* _PROBLEMS AND TASKS_
a – In the text on floating-point results below, what does 64-bit code normally use instead of the x87 FPU?
b – In the text on floating-point results, shorten the paragraph that begins "With 64-bit code the x87 FPU isn't normally used" while keeping its main facts.
c – Write out everything from "How optimization can" down to "different optimizations applied." in the text on floating-point results.

If that resulting value is then stored in a 64-bit floating-point variable then the compiler might write it to memory, rounding it to 64 bits at this point. But if the value is used in later floating point calculations then the compiler might keep it in a register instead. This means what rounding occurs at this point depends on the optimizations the compiler performs. The more its able to keep values in a 80-bit FPU register for speed, the more the result will differ from what you'd get if all floating point operation were rounded according to the size of actual floating point types used in the code.
Why SSE floating-point math is better
With 64-bit code the x87 FPU isn't normally used, instead equivalent scalar SSE instructions are used. With these instructions the precision of the operation used is determined by the instruction used. So with the adding three numbers example, the compiler would emit instructions that added the numbers using 64-bit precision. It doesn't matter if the result gets stored in memory or stays in register, the value remains the same, so optimization doesn't affect the result.
How optimization can turn deterministic FP code into non-deterministic FP code
So far this would explain why you'd get a different result with 32-bit code and 64-bit code, but it doesn't explain why you can get a different result with the same 32-bit code. The problem here is that optimizations can change the your code in surprising ways. One thing the compiler can do is duplicate code for various reasons, and this can cause the same floating point code being executed in different code paths with different optimizations applied.
Since optimization can affect floating point results this can mean the different code paths can give different results even though there's only one code path in the source code. If the code path chosen at run time is non-deterministic then this can cause non-deterministic results even when the in the source code the result isn't dependent on any non-deterministic factor.
An example
So for example, consider this loop. It performs a long running calculation, so every few seconds it prints a message letting the user know how many iterations have been completed so far. At the end of the loop there's simple summation performed using floating-point arithmetic. While there's non-deterministic factor in the loop, the floating-point operation isn't dependent on it. It's always performed regardless of whether progress updated is printed or not.

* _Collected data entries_

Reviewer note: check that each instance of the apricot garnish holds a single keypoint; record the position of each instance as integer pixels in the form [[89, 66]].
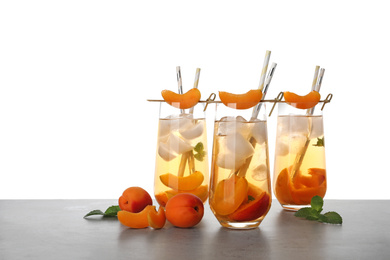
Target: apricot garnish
[[229, 194], [135, 220], [182, 101], [300, 190], [184, 210], [156, 219], [201, 192], [302, 102], [253, 208], [187, 183], [241, 101]]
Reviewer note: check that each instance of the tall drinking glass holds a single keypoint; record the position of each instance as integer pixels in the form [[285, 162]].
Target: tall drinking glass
[[181, 154], [240, 190], [299, 170]]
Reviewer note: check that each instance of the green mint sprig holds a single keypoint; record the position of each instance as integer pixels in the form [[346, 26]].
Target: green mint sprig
[[320, 142], [314, 212], [200, 153], [110, 212]]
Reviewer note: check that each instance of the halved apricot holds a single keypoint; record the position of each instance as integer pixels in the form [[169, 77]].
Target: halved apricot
[[201, 192], [252, 209], [190, 182], [161, 198], [182, 101], [135, 220], [303, 102], [156, 219], [241, 101], [229, 194]]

* _RESPONSES FOR EACH TASK_
a – It uses equivalent scalar SSE instructions.

b – In 64-bit code, equivalent scalar SSE instructions normally replace the x87 FPU, and the instruction used sets the precision of each operation. In the example of adding three numbers, the compiler would add them with 64-bit precision. The value stays the same whether it is stored in memory or kept in a register, so optimization does not affect the result.

c –
How optimization can turn deterministic FP code into non-deterministic FP code
So far this would explain why you'd get a different result with 32-bit code and 64-bit code, but it doesn't explain why you can get a different result with the same 32-bit code. The problem here is that optimizations can change the your code in surprising ways. One thing the compiler can do is duplicate code for various reasons, and this can cause the same floating point code being executed in different code paths with different optimizations applied.